PROVIDED PASSAGE Block Start

Deputy Ó Snodaigh asked how many cases were processed. I do not have the exact figures and I am not sure it would be fair to expect Mr. Synott to have the exact figures either, even though they are the figures of the Department of Justice, Equality and Law Reform. However, I do know that of the 5,000 applications made for barring orders, approximately 3,000 were granted. The latter figure has been reasonably consistent in the past two or three years.

Deputy O’Keeffe described it as the hidden wedge and suggested we might only be seeing the tip of the iceberg. Unfortunately, he is correct. Because I work in an agency in Cork which identifies itself not as a domestic violence agency but as a marriage counselling centre, the issues which arise emerge from all strata of society. We find there is a growing increase in the percentage related to domestic violence, rising from 30% to close to 50% this year. Perhaps we are getting better at identifying it and it is not growing. Perhaps it is just becoming more evident; I am not sure but in our 15 years’ experience the intensity and severity of the violence have increased. This may be due to the drug and alcohol problems the country is experiencing. Certainly, we are encountering a much more severe form of violence and abuse.

There was a question about the extent of male and female violence. When defined as a pattern of behaviour, we discovered that over 90% of the offenders were male. During the years we have discovered that 5% to 8% are female. The pattern is different; the effects may also be different.

The difficulties with the idea of partly using the self-help model adopted by Alcoholics Anonymous and other similar groups dealing with offenders are twofold. First, in a self-help model the victim and the perpetrator are usually one and the same person. Therefore, the victim of abuse is the person in the room. If somebody is drinking too much, he is also there as the victim, or if he is gambling to much, he is also there as the victim. There are people who suffer the knock-on effects but the principal victim is in the room. When one is dealing with domestic violence, the victim is not in the room. In other words, it is a room full of perpetrators. To that extent, the model does not fix very well.

PROVIDED PASSAGE Block End

### WORK TASK 1
List every percentage figure given in the domestic violence testimony.
### WORK TASK 2
According to the domestic violence testimony, why does the self-help model used by Alcoholics Anonymous fit poorly for domestic violence offenders? Answer in one to three sentences.
### WORK TASK 3
Continue the domestic violence testimony from its last sentence.

PROVIDED MATERIAL Block Start

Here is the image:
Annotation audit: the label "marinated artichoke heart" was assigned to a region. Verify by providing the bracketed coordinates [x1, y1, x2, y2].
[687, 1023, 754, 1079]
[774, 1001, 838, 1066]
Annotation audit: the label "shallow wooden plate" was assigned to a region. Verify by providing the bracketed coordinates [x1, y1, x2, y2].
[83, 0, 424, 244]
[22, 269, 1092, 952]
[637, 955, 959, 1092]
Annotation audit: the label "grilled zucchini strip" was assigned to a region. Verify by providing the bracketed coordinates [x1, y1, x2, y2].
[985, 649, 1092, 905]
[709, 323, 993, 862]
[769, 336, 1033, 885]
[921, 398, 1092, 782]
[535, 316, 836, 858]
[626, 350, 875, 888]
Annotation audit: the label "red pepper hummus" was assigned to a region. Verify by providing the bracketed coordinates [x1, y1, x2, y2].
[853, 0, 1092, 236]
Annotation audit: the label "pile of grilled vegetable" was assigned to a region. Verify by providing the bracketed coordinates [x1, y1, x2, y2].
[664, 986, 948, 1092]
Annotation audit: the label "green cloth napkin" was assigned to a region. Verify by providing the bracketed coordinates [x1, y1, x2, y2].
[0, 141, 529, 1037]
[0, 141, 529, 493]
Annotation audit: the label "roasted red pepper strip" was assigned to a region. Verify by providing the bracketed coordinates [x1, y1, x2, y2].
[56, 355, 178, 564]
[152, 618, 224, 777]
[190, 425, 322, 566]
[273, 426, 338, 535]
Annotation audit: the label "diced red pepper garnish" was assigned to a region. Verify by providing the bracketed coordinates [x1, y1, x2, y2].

PROVIDED MATERIAL Block End

### YOUR RESPONSE 1
30%, close to 50%, over 90%, 5% to 8%

### YOUR RESPONSE 2
In a self-help model, the victim and the perpetrator are usually the same person, so the principal victim is in the room. With domestic violence, the victim is not in the room, which leaves a room full of perpetrators.

### YOUR RESPONSE 3
The other issue about the self-help model is that men I have met — I claim to have met more than 1,500 but have certainly worked closely with over 1,000 during the years — did not need to learn it was wrong to beat their wives. They did not need to figure this out. They knew it already. They would feel strongly about somebody beating somebody else’s wife. What they could not see was they had a battery of excuses which allowed them to beat their own wives when it suited them. The idea that they needed treatment may have even been a misnomer. They know what they are doing is wrong from the day we meet them.

That leads me to the question: are there reformed men? There are two levels of reform. The first is to change people’s behaviour. This is possible. Men can be given strong reasons for saying one cannot do this ever again. This may change their behaviour. However, to change their beliefs or attitudes, on the other level, may take 1,000 years or so of hard work. Certainly, I will not see it in my lifetime in the sense that it is a long-term problem.

We were asked what was being done internationally. Since 1991 we have researched best practice in the United States, the United Kingdom, Australia and Canada. We are trying to devise a model which takes best practice in all these jurisdictions and fit it within the Irish civil and criminal justice system. We do not want to reinvent anything. We want something that will fit within the system.

A number of members asked about budgets. I will leave that matter to Mr. Synott who is more familiar with it. My difficulty is I do not have a head for figures.

Deputy Costello asked whether services were adequate. I do not know if we will ever have adequate services but it is crucial everybody does the job they stated they would do. That would lead to an enormous improvement in existing services. It would be great if people provided, managed or worked with others rather than put obstacles in the way of those trying to provide services. I do not want to move into the area of policy as such but every change should be proofed against how it might affect the safety of women and children in the wider community. There is an onus on all of us to ensure any change of policy being introduced or considered is proofed against such a knock-on effect.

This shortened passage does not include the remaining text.